*Goal of the exercise:* Put the entries from the line with "Could you please indicate the white sign post" up to and including the line with "(1095, 135)" into a Markdown table with the columns Row and Line. Give each line its own numbered row and leave out any blank lines.

- - - - - - -

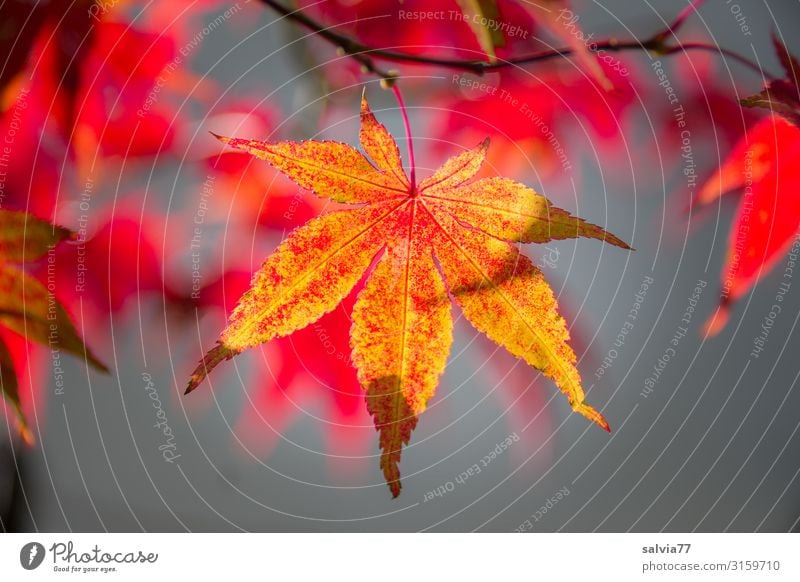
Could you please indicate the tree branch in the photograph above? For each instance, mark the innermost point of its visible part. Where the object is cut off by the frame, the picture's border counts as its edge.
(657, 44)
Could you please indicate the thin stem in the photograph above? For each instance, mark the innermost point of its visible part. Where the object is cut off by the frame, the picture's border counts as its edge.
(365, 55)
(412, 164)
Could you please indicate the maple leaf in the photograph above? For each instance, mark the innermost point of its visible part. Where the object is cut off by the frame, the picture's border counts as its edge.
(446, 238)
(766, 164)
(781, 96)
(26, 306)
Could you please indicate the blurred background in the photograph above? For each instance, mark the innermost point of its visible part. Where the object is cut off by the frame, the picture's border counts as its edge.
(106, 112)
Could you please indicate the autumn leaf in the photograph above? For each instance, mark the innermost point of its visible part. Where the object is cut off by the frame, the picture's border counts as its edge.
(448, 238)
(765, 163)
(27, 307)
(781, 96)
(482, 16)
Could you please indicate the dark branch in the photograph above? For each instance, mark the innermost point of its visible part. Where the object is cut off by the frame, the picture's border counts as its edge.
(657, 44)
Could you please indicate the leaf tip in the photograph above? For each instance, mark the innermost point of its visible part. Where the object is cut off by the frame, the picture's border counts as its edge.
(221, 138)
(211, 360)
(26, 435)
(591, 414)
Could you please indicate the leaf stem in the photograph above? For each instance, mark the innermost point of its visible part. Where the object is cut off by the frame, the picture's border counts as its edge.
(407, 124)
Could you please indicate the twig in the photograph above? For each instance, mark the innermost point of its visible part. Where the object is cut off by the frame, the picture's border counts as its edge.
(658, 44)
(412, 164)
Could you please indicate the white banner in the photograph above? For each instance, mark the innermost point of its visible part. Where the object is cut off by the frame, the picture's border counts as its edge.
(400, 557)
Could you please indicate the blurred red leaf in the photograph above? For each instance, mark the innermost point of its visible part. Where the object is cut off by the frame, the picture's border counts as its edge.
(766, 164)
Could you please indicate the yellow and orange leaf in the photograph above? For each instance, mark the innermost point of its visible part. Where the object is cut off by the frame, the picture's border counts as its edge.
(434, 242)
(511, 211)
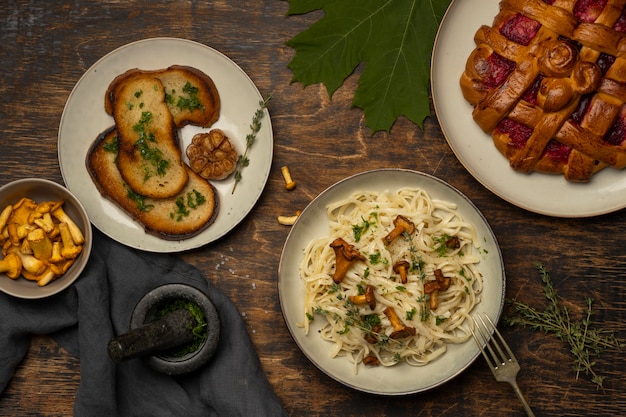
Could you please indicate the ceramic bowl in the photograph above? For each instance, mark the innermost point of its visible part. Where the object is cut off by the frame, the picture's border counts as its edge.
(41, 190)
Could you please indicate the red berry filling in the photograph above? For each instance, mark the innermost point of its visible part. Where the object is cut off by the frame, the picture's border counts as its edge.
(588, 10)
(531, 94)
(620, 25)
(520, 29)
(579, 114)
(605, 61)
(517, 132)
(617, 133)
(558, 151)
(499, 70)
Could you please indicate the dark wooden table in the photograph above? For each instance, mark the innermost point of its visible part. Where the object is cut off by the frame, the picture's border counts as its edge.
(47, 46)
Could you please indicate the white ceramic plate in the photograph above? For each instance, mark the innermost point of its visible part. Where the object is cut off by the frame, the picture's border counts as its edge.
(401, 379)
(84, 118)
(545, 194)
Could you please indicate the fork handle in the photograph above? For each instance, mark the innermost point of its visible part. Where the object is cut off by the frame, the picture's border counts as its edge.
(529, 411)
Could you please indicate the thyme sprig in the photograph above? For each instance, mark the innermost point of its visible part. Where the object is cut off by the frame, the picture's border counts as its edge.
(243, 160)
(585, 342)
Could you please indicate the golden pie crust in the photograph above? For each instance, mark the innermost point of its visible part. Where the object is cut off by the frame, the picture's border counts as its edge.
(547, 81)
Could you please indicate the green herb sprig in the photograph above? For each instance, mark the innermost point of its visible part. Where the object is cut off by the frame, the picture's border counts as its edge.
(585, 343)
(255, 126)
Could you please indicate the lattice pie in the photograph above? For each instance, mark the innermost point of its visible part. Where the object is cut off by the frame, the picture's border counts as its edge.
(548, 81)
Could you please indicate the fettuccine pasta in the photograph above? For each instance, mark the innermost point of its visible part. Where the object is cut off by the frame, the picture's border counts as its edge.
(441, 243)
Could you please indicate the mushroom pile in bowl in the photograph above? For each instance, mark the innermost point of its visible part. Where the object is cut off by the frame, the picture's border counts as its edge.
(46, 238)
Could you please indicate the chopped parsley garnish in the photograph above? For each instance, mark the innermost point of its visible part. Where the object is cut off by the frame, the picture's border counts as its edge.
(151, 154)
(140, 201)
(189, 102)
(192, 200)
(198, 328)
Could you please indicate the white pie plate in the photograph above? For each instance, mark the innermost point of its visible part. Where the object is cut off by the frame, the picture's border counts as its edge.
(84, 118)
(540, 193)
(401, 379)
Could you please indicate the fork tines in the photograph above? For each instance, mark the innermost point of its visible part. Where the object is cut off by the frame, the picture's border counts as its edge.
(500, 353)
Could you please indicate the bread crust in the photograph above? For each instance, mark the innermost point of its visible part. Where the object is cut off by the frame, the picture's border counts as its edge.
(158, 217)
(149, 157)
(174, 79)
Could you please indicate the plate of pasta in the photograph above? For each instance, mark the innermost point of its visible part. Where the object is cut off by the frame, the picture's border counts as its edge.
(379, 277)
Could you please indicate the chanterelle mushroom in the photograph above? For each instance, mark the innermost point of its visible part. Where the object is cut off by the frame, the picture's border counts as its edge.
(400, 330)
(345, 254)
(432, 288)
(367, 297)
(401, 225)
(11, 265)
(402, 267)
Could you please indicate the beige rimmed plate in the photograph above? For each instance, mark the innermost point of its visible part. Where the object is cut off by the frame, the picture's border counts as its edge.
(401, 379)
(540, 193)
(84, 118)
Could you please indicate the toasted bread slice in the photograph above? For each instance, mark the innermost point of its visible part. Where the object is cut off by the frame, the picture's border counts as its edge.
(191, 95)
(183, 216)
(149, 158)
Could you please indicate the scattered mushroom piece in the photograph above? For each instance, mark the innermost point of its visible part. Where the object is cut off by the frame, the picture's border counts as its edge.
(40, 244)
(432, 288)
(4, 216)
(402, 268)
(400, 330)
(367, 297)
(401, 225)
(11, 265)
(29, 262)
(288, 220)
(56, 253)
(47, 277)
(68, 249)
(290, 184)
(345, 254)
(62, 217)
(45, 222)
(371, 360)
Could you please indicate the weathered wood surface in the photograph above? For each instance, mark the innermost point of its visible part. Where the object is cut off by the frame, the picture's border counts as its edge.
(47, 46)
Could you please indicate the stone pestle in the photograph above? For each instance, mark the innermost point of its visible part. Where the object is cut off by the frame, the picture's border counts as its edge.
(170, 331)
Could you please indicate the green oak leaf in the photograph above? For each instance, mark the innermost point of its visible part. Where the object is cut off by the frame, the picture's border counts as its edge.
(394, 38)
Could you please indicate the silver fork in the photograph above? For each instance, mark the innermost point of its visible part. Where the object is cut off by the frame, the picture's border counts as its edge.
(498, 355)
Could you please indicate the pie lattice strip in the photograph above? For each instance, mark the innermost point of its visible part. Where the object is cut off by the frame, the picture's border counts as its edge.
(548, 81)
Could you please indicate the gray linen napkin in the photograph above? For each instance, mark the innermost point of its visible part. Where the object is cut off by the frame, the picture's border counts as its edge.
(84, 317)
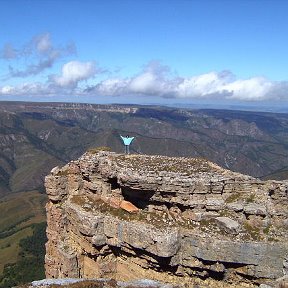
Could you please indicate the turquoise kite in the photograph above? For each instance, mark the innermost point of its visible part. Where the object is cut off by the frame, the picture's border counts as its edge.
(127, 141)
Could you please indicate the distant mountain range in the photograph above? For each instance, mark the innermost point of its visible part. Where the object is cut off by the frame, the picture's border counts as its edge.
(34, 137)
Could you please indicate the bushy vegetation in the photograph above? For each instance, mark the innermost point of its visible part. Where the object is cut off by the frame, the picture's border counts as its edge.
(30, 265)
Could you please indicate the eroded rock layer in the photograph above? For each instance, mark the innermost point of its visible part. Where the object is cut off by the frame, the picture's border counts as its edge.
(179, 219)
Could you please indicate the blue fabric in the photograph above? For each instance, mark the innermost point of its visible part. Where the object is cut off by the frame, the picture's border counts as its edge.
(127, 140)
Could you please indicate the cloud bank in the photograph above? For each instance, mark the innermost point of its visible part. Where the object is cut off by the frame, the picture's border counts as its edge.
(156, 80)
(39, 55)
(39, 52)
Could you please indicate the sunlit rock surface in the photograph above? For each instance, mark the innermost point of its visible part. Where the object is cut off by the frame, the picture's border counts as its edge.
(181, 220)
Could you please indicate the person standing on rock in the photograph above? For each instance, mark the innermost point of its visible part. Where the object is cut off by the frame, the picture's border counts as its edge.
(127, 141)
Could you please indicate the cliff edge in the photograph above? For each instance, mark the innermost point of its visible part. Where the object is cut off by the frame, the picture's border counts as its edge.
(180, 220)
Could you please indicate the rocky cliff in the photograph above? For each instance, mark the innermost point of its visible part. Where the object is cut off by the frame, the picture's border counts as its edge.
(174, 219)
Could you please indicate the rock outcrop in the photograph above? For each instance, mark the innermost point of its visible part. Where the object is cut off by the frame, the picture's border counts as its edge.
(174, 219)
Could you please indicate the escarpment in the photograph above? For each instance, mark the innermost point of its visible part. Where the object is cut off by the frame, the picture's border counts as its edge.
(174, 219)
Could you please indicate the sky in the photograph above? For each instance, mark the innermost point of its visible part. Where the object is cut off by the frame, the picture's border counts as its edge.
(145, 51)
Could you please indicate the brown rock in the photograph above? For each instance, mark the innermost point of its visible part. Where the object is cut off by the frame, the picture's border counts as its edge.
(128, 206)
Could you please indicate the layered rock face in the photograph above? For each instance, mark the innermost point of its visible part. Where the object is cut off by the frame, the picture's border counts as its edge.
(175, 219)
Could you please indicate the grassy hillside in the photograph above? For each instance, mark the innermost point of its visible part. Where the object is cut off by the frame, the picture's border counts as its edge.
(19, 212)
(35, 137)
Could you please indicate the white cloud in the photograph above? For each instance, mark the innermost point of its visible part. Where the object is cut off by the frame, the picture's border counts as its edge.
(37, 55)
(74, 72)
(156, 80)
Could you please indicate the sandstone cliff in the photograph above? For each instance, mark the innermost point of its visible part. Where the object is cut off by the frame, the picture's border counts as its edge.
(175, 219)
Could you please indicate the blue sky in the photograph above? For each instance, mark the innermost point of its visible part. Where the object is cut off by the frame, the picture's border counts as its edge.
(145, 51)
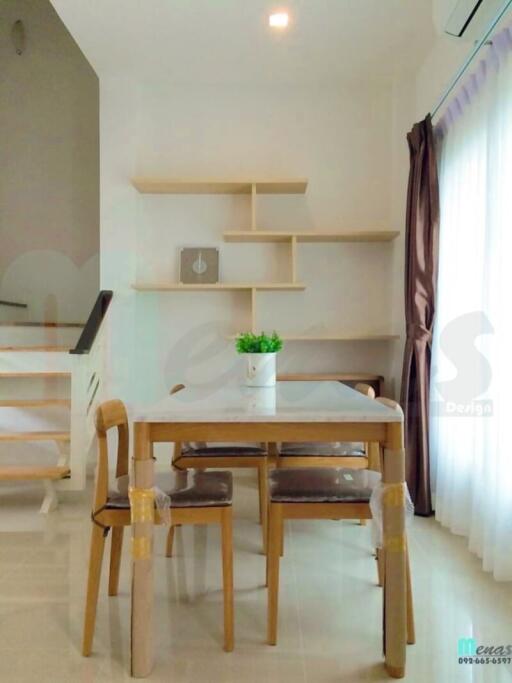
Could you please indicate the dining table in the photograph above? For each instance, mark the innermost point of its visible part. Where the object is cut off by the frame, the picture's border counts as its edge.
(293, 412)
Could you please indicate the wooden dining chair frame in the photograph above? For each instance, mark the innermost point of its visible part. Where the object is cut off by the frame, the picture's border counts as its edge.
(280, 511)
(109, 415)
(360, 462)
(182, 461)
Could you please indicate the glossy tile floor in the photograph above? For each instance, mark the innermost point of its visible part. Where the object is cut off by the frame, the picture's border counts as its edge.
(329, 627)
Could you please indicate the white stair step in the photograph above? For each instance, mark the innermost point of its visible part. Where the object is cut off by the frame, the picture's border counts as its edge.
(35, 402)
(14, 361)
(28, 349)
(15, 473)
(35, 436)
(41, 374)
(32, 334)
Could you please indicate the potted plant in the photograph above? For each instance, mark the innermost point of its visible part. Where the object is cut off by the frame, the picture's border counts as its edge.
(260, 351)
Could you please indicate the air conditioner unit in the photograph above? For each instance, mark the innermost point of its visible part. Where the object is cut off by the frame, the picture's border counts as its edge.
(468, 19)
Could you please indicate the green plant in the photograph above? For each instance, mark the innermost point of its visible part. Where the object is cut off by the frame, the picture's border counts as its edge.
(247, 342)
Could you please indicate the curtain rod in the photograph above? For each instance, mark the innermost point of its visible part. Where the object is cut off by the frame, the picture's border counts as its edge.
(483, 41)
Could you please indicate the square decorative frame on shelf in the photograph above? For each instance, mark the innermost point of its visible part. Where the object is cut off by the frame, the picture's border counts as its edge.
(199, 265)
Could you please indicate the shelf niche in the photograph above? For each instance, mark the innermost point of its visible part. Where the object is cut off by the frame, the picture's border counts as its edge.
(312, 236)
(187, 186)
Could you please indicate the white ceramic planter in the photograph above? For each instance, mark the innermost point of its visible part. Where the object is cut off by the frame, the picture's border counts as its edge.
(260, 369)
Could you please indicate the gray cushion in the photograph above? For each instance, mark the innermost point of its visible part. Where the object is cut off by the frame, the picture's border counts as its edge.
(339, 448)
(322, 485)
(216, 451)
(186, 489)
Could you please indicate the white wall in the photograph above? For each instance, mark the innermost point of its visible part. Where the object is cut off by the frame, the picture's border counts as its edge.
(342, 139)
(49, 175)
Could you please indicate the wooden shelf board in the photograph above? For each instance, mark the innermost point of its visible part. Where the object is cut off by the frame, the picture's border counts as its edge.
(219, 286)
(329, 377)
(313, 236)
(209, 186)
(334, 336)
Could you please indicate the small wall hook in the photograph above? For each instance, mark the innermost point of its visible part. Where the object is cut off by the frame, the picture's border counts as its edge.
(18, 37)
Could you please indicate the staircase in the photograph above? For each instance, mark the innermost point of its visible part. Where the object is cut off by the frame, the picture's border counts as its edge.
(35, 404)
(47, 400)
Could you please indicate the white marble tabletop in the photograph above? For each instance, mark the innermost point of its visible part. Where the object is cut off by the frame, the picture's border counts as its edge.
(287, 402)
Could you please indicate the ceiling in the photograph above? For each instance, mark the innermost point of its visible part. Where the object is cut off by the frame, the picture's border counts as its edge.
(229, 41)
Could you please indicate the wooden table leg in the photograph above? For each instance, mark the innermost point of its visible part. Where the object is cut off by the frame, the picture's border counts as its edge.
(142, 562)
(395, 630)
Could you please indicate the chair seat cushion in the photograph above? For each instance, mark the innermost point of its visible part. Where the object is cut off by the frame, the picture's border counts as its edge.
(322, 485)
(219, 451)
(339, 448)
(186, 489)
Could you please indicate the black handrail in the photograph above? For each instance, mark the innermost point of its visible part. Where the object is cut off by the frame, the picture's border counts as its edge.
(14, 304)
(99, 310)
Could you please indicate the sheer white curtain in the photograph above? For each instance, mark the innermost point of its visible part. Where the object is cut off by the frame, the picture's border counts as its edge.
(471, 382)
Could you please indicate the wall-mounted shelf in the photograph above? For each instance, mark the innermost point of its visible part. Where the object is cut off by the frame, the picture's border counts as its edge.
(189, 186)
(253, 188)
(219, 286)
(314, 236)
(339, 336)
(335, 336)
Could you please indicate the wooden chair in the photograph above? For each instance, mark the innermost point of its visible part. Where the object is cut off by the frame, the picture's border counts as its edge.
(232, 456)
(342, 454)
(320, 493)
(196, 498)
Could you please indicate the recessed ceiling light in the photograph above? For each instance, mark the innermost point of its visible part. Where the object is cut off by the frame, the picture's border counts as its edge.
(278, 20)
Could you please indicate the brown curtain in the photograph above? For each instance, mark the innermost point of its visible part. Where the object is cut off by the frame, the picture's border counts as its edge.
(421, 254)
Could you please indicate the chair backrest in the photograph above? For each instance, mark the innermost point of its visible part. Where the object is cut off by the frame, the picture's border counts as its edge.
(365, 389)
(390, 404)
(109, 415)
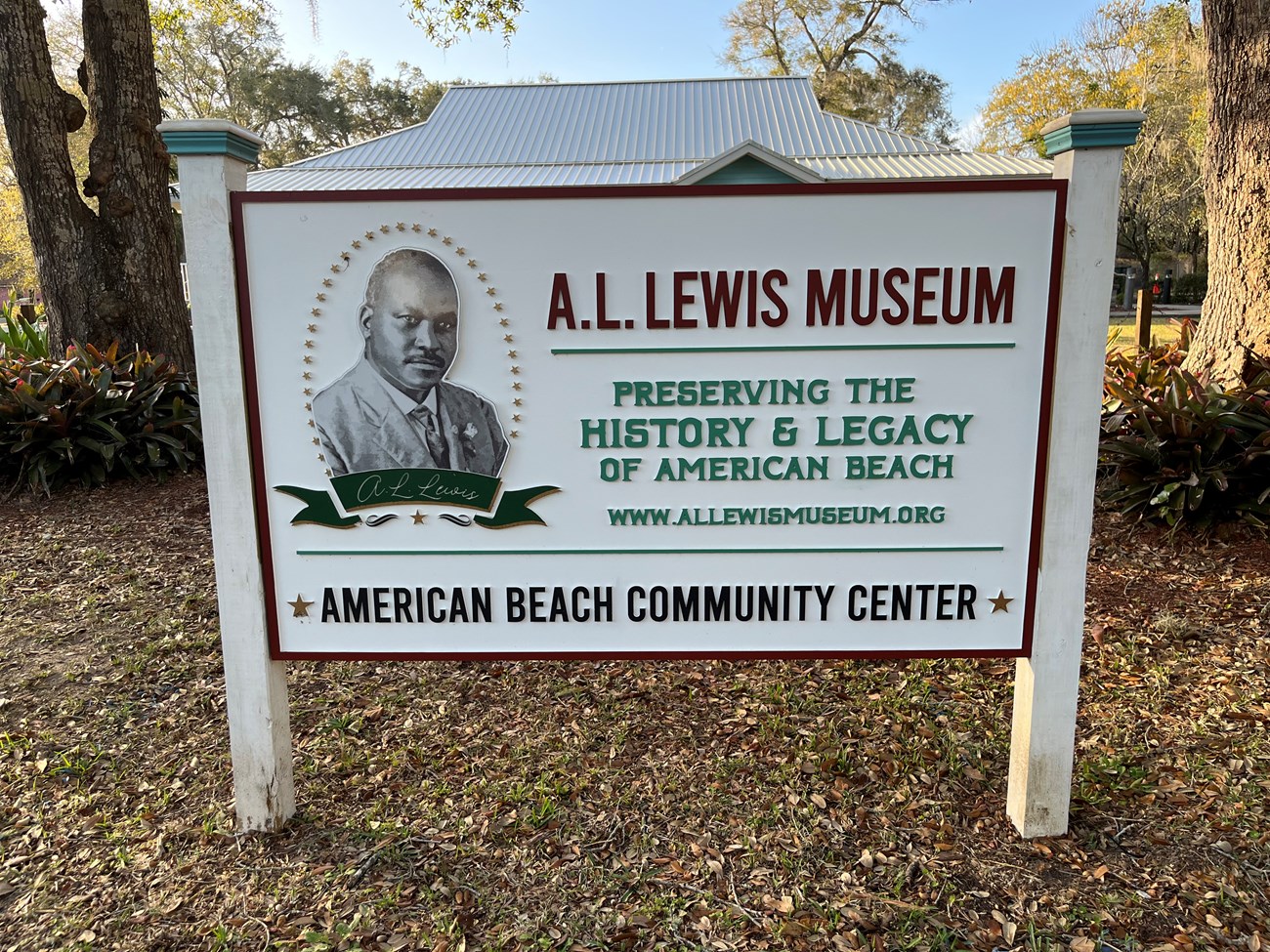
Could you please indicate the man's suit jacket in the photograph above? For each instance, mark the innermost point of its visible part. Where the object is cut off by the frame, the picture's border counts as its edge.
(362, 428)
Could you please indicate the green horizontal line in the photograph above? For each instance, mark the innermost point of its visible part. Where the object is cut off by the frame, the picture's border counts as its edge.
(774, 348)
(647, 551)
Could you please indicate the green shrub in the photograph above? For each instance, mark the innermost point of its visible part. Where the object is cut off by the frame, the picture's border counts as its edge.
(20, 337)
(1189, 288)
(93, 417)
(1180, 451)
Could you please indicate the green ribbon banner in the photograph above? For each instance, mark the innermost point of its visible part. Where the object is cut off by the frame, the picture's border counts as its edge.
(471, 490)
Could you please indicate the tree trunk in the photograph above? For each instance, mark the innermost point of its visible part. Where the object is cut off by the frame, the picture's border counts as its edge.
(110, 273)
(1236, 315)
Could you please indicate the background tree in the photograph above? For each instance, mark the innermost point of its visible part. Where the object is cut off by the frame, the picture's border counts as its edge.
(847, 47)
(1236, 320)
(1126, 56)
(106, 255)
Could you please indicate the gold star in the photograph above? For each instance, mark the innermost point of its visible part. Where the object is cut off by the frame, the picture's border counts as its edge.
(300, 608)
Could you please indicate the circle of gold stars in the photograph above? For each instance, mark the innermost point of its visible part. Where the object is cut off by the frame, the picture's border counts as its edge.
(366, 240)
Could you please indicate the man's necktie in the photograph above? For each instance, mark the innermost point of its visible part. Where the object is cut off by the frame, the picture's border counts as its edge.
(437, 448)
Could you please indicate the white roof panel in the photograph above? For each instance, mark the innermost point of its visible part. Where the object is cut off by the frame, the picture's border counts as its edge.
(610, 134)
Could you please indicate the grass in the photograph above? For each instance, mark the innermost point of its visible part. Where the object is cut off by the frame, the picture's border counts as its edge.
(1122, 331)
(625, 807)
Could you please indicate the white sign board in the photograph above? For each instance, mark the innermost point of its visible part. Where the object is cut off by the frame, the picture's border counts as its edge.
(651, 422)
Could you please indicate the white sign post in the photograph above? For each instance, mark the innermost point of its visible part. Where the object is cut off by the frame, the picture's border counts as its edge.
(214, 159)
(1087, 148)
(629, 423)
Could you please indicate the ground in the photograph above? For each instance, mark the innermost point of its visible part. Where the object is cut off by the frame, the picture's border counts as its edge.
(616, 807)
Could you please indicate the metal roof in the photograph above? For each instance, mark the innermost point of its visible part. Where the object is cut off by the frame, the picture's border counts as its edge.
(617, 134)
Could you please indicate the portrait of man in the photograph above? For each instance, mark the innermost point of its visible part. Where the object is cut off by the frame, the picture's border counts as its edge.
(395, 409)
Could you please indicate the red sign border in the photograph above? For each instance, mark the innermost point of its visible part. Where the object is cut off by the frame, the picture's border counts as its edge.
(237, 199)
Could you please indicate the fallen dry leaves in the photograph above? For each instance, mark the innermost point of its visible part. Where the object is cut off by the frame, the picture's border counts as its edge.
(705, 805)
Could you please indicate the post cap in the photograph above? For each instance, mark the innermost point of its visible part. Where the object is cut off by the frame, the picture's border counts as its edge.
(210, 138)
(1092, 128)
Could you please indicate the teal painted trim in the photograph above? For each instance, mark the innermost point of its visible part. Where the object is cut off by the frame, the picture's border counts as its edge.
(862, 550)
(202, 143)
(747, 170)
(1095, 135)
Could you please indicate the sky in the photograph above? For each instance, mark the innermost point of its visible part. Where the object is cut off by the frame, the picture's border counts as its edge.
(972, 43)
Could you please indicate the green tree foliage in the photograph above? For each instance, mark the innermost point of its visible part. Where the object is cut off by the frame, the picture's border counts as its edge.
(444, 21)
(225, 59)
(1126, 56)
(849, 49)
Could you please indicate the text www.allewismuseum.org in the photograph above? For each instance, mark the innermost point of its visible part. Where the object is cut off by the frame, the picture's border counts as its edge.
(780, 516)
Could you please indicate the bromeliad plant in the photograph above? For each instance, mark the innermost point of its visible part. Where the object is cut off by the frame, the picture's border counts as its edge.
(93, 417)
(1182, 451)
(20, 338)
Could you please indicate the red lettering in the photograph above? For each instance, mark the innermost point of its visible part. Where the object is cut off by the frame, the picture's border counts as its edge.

- - - - - - -

*Solution for this exercise:*
| Row | Line |
|---|---|
| 1 | Could you please indicate the white sign post in the photograph above? For each instance, mark the innermost point of its visible part. Where the object is cut off by the frame, the picture's border counts as its edge. |
| 2 | (214, 159) |
| 3 | (1087, 148) |
| 4 | (629, 423) |
| 5 | Could you please indicate the ground in the photograph above? For each instance, mark the innermost point of its visible part. Where the object is cut off by the frame, the picture's border counts as its edge. |
| 6 | (616, 807) |
| 7 | Could you please indicate the metal roof in the photograph above? For each instance, mark the innermost point of its visible part. Where the object is cut off by the frame, the picture's border counts as its edge. |
| 8 | (617, 134) |
| 9 | Could you please indicate the portrait of man in the photograph above? For each instance, mark the innermost point of its visible part. Where the object is cut off by the frame, the picture's border counts as its edge. |
| 10 | (395, 409) |
| 11 | Could you please indicate the red sign border in the photograph above? For each instance, mark the innermost point of its visible part. Where the object is cut off by the frame, the picture's border counts as its edge. |
| 12 | (237, 199) |
| 13 | Could you please indicate the fallen dry leaves in the photograph above? For each instance, mark the innermost point of its visible part. Where the object is cut off by the frame, the picture's border counts as its edge. |
| 14 | (705, 805) |
| 15 | Could you please indicate the post cap in the photograph above? For each instance, mark the innermost point of its visible part. Where the object is cut off by the frame, the picture's border counts as its edge. |
| 16 | (210, 138) |
| 17 | (1092, 128) |
| 18 | Could you please indicate the teal painted trim in the photograph above? For each instance, mark the innermost point of its visible part. Where the object is cut off by the frame, the picture's border counts as its edge. |
| 19 | (862, 550) |
| 20 | (202, 143) |
| 21 | (747, 170) |
| 22 | (1095, 135) |